A school willing to publish its safeguarding steps and name its lead has little to hide. These steps rarely make headlines, but they matter every school day — a child’s safety comes from small, steady checks, not one big rule.
What Happens Beyond the Classroom?
Grades tell only half the story. SPGS Chengdu runs a full co-curricular program spanning music, sport, and art. Music holds a special place here: the link traces back to Gustav Holst, who directed music at St Paul’s Girls’ School in London from 1905 to 1934 and composed part of The Planets in the school’s own music room. The Chengdu campus draws on that legacy through its own music festivals and ensembles.
Student leadership starts early, built through mentoring and house teams. Community projects and local work placements add real-world experience for older students.
For a look at day-to-day campus life, the school’s WeChat account is the active local channel — the Contact page publishes a WeChat QR code directly. The wider SPGS International network also keeps a LinkedIn presence and an Instagram account (@spgsinternational), though those run at the group level and lean toward recruitment and cross-school news rather than Chengdu-specific updates.
Extracurricular activities span every age group: Junior School clubs after lessons, Senior School sports fixtures against other Chengdu schools, and a calendar of Chinese-culture festivals, local trips, and group projects that run well past a single holiday lesson. Learning support stays on hand for students who need extra help keeping pace.
What Are the School Fees?
Before fees — who can even enroll: SPGS Chengdu accepts foreign passport holders, or holders of a Mainland Travel Permit for Taiwan, Hong Kong, or Macau — the standard eligibility rule for a licensed 外籍人员子女学校 in China. Chinese mainland passport holders are generally not eligible; confirm directly with admissions if your family has mixed nationalities or residency status.
These are the school’s own published tuition figures for the 2025–26 academic year — not a third-party fee tracker:
| Year Group | Annual Tuition (RMB) |
|---|---|
| Nursery / Reception | 185,000 |
| Year 1–6 (Primary) | 226,000 |
| Year 7–9 | 249,000 |
| Year 10–11 | 269,000 |
| Year 12–13 (Sixth Form) | 279,000 |
Tuition covers daily teaching, stationery, learning materials, sports facilities, PE, and some after-school clubs. It excludes uniforms, bus service, meals, and some individual programs; trips, specialist clubs, extracurricular courses, and exam fees may cost extra.
Sibling discount: 5% off tuition for a second child, 10% for a third child or more, applied in order of age — the youngest gets the largest discount.
Application & enrollment fees: a non-refundable RMB 2,000 application fee is due when you submit. Once you accept an offer, an RMB 20,000 enrollment fee secures the place — deductible from your first tuition payment, not an extra cost on top.
SPGS Chengdu takes applications on a rolling basis, subject to space. After you apply, expect a family assessment, an admissions decision within 5 working days, and 10 working days to accept and pay the enrollment fee. Ask admissions about scholarships as well as the sibling discount above, and get refund conditions for the enrollment fee in writing if your plans could change before the term starts, since that specific detail isn’t spelled out on the official pages.
Frequently Asked Questions
Conclusion: Can Students Thrive Here?
SPGS International School Chengdu has real, verified strengths: a genuine St Paul’s Girls’ School link backed by named governance, not just a shared name; daily Chinese-language immersion at every stage; a full path from Early Years to A-Level, with its first Sixth Form cohort already posting a 100% pass rate; and a location deep inside a growing international community in the High-Tech Zone, now home to 428 students school-wide. It’s also still young — opened in 2021, with a Sixth Form whose first cohort numbered just five students.
Some facts remain genuinely open: the size of the September 2025 Year 12 intake and full deposit-refund terms aren’t yet public. Verify these directly before you commit.

◆ ◆ ◆ ◆ ◆ ◆ ◆

Prompt A: According to the school profile, how many students does the school have in total?
Prompt B: Reproduce the passage of the school profile starting at "A school willing" and ending at "Beyond the Classroom?".
The lines that follow come from a separate source.

Information shown:
◆ ◆ ◆ ◆ ◆ ◆ ◆

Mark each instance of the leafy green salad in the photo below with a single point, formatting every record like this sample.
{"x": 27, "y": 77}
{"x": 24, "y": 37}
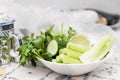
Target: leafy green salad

◆ ◆ ◆ ◆ ◆ ◆ ◆

Worked solution A: 428 students

Worked solution B:
A school willing to publish its safeguarding steps and name its lead has little to hide. These steps rarely make headlines, but they matter every school day — a child’s safety comes from small, steady checks, not one big rule.
What Happens Beyond the Classroom?